[PASSAGE FOR REVIEW Boundary: Start]

Minimally invasive heart surgery - the safest treatment for heart disease.

One of the major concerns about somebody undergoing heart surgery is the risk of stroke and death. This results from the manipulation of the aorta and cardiopulmonary bypass which conventional heart surgery entails.

There is a new approach to coronary artery surgery which does not necessitate any handling of the aorta whatsoever. This is the concept of minimally invasive coronary artery bypass surgery where a small 5-6 cm incision is made on the left chest through which both internal mammary arteries are harvested and used to bypass all areas of the heart. This surgery does not need median sternotomy, use of the heart lung machine and in particular does not involve any handling of the aorta - the anaortic or no-touch aorta technic.

As a result, the risk of stroke and death is much reduced and the recovery following surgery is enhanced so that patients only need to spend 3-4 days in hospital and can get back to work within a week.

In comparison, coronary artery angioplasty and stenting, the percutaneous coronary intervention (PCI) approach, inevitably involves introducing guide wires, catheters, balloons, stents or other complex instrument into the aorta before they can be negotiated into the coronary arteries which start from the base of the aorta. There is always a risk of knocking off material from within the wall of the aorta, especially since it may be badly disease especially in older patients. This may result in stroke and silent stroke which has been detected in 15 to 32% of patients.

It is my believe that minimally invasive coronary artery bypass grafting as described is safer than PCI for patients with multi-vessel coronary artery disease.

[PASSAGE FOR REVIEW Boundary: End]

◆ ACTIVITY 1
According to the text on minimally invasive heart surgery, how long do patients need to stay in the hospital after this surgery?
◆ ACTIVITY 2
Rewrite everything from "One of the major" down to "heart surgery entails." in the text on minimally invasive heart surgery, replacing "manipulation" with "handling".
The lines that follow have nothing to do with the text on minimally invasive heart surgery.

[DATA TO EXAMINE Boundary: Start]

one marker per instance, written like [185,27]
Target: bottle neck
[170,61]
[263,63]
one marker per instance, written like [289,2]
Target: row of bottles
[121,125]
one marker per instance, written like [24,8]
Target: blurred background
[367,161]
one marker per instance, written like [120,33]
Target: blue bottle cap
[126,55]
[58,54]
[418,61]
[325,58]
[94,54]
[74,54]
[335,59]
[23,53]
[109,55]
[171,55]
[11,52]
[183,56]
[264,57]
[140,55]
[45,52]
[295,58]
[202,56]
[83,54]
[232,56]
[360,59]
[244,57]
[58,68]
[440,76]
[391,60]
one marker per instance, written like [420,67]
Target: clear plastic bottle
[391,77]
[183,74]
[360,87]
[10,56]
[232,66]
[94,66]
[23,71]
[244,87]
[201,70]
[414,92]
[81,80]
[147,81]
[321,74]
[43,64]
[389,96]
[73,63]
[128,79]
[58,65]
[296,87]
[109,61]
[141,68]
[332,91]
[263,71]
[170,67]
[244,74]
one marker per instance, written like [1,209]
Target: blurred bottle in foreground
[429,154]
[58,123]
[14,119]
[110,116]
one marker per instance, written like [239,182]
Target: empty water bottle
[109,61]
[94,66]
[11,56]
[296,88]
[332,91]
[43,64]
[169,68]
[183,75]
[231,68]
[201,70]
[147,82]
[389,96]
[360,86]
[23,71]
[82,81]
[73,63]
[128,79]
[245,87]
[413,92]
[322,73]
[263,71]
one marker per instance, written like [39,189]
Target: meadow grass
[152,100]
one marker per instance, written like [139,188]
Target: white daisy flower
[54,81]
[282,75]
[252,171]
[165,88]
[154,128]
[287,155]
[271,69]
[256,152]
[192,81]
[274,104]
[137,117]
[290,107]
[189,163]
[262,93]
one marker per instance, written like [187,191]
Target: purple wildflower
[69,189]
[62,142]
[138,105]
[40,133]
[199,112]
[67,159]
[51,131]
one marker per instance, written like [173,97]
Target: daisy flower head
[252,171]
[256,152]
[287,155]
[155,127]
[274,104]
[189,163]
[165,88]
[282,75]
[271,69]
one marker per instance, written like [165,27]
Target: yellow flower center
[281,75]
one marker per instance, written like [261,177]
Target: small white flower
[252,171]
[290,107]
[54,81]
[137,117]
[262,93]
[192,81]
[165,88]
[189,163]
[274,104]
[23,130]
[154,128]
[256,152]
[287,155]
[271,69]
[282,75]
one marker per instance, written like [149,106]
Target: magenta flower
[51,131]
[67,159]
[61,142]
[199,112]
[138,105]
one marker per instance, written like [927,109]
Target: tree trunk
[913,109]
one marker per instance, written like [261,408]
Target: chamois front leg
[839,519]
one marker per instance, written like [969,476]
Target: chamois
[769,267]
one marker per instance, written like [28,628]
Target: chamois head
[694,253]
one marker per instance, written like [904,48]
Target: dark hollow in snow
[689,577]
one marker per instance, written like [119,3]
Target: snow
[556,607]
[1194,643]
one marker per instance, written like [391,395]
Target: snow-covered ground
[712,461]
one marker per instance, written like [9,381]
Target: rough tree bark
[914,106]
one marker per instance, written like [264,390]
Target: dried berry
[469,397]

[DATA TO EXAMINE Boundary: End]

◆ ANSWER BOX 1
Only 3-4 days.

◆ ANSWER BOX 2
One of the major concerns about somebody undergoing heart surgery is the risk of stroke and death. This results from the handling of the aorta and cardiopulmonary bypass which conventional heart surgery entails.